═══ Data in this exercise

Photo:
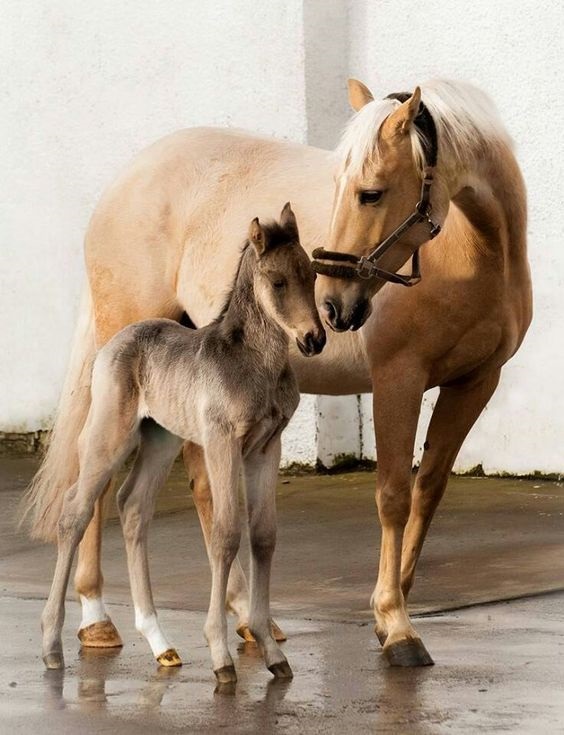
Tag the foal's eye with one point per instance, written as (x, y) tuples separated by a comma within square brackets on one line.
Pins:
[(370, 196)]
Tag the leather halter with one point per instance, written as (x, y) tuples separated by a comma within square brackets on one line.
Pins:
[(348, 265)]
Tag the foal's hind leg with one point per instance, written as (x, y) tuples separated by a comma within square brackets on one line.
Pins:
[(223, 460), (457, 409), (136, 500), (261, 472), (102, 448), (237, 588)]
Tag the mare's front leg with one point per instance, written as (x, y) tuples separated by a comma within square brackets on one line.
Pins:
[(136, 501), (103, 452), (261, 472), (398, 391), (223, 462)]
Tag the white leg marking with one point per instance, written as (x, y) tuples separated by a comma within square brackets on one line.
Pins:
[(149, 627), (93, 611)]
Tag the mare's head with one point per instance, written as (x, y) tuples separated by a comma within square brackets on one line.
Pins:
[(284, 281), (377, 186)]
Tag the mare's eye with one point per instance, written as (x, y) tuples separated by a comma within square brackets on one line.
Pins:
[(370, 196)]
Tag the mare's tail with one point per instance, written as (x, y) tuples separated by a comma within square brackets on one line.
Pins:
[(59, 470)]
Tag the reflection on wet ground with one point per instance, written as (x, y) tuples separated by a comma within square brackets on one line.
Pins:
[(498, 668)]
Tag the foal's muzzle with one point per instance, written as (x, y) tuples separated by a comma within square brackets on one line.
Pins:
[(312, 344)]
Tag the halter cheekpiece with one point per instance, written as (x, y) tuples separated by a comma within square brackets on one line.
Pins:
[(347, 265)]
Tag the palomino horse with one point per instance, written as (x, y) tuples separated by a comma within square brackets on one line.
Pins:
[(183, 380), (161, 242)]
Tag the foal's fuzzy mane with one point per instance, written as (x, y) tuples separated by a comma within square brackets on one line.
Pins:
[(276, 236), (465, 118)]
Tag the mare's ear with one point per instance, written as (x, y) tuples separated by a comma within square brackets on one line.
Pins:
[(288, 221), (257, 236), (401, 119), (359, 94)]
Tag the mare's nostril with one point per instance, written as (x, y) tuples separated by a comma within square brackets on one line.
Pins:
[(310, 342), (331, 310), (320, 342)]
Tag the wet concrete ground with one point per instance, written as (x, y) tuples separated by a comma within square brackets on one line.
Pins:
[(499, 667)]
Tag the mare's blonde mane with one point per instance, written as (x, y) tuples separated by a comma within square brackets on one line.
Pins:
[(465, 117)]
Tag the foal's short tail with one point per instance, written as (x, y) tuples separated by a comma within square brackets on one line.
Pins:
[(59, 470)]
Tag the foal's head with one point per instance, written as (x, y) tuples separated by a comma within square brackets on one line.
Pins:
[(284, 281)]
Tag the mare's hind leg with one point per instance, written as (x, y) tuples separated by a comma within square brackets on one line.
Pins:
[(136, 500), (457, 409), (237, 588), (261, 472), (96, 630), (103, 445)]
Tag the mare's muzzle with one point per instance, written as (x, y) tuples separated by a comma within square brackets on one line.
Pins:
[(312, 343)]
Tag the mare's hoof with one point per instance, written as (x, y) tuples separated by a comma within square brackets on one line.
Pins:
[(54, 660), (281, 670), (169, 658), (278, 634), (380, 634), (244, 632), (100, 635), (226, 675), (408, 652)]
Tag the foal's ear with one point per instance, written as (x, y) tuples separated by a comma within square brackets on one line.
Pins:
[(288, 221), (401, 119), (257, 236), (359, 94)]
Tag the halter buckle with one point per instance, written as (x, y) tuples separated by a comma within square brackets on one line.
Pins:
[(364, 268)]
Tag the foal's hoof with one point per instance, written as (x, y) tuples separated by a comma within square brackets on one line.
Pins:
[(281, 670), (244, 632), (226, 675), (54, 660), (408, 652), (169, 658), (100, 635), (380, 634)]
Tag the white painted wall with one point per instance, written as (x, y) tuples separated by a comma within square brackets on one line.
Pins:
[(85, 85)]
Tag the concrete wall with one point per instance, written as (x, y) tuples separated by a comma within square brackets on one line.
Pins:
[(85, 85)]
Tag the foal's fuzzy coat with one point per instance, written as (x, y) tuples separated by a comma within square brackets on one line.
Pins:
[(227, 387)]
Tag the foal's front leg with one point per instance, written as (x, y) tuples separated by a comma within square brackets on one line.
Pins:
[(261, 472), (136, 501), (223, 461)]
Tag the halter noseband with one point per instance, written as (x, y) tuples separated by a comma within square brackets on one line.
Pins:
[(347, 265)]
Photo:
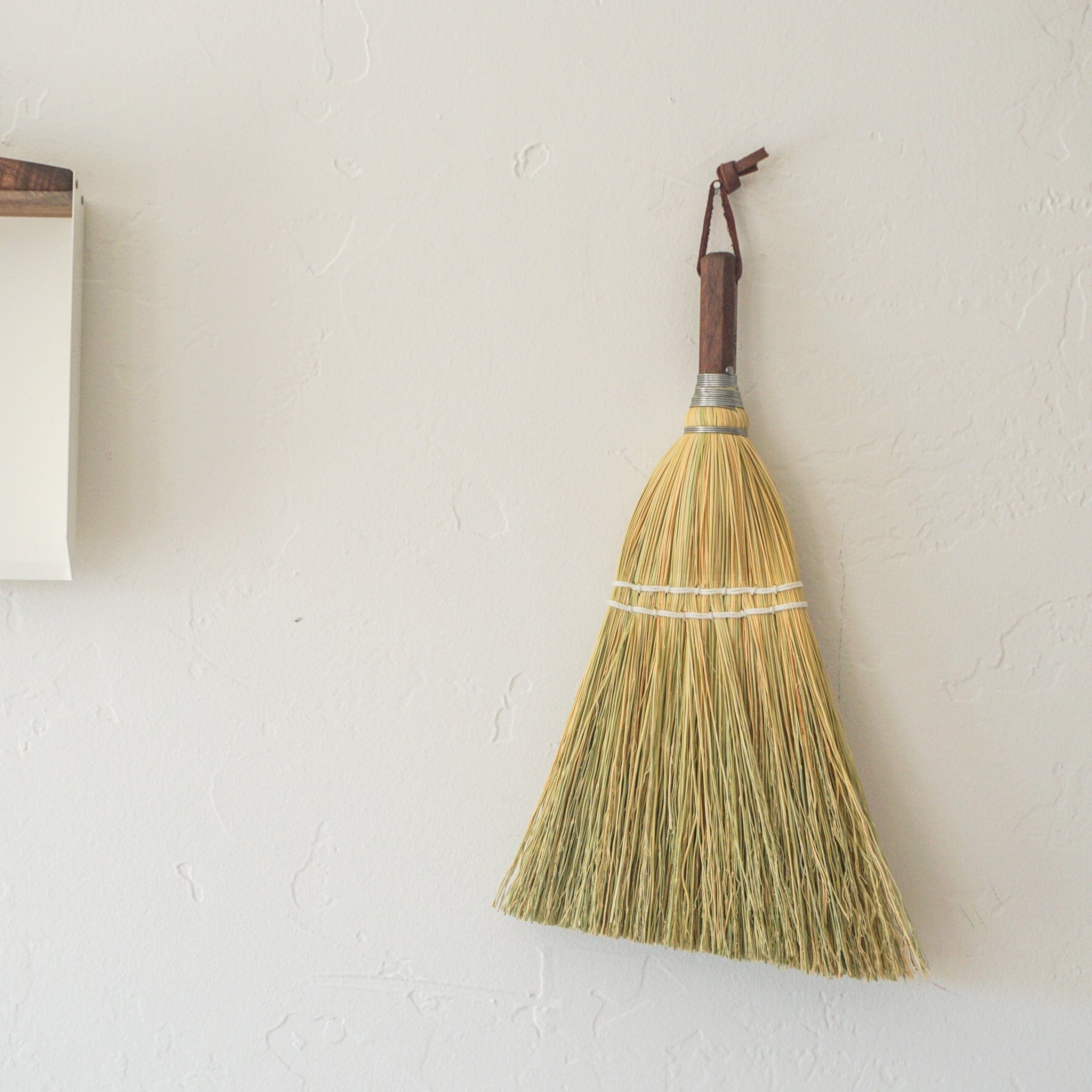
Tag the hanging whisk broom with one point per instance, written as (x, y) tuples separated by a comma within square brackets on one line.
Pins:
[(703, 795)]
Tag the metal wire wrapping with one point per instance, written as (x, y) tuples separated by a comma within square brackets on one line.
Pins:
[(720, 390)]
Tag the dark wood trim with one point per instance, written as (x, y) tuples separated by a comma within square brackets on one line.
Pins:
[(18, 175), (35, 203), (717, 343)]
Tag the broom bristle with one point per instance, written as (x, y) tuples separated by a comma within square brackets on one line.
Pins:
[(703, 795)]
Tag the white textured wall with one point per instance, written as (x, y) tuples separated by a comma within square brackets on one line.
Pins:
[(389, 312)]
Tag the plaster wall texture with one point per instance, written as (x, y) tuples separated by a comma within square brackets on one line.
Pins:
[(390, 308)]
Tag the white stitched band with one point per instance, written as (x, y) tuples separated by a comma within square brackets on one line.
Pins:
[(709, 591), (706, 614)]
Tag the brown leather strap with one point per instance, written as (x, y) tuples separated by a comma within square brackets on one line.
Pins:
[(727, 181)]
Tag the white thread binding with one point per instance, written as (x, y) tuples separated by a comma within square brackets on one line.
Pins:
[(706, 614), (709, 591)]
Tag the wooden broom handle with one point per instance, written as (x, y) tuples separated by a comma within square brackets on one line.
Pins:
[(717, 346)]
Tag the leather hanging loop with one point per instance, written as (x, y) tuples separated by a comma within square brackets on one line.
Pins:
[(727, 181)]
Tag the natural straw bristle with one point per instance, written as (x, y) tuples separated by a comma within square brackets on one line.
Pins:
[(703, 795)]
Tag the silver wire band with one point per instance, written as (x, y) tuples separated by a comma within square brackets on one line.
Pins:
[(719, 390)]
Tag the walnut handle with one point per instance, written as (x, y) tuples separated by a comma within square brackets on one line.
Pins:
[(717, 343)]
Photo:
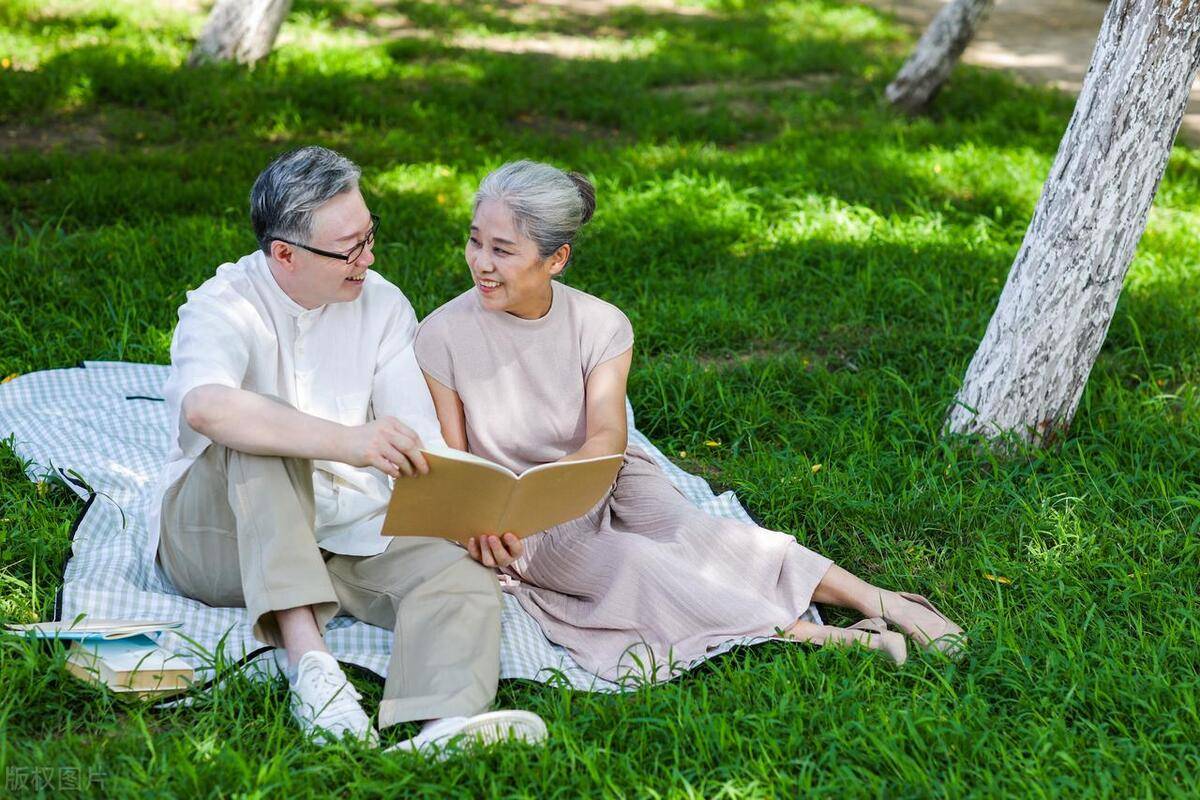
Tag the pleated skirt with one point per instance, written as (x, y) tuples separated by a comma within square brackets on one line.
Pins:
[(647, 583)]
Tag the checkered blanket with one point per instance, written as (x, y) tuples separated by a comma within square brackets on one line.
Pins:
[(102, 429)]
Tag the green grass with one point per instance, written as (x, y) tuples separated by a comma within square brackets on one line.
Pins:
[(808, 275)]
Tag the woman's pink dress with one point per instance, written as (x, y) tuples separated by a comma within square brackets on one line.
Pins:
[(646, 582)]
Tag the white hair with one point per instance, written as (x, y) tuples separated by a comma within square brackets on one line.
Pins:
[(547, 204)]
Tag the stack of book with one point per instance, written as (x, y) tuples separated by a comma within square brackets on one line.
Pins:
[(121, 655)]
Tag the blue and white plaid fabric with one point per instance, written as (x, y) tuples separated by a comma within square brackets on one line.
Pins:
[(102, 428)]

══════

Required action >> I'd like every line with the string "tail" copied from the listing.

Exercise solution >>
Tag the mare's tail with one point per instance, written as (x, y) tuples separated by a comma within square brackets on one line.
Tag the foal's short tail with one point per instance, written as (x, y) tuples separated by a comma within square brackets on one line.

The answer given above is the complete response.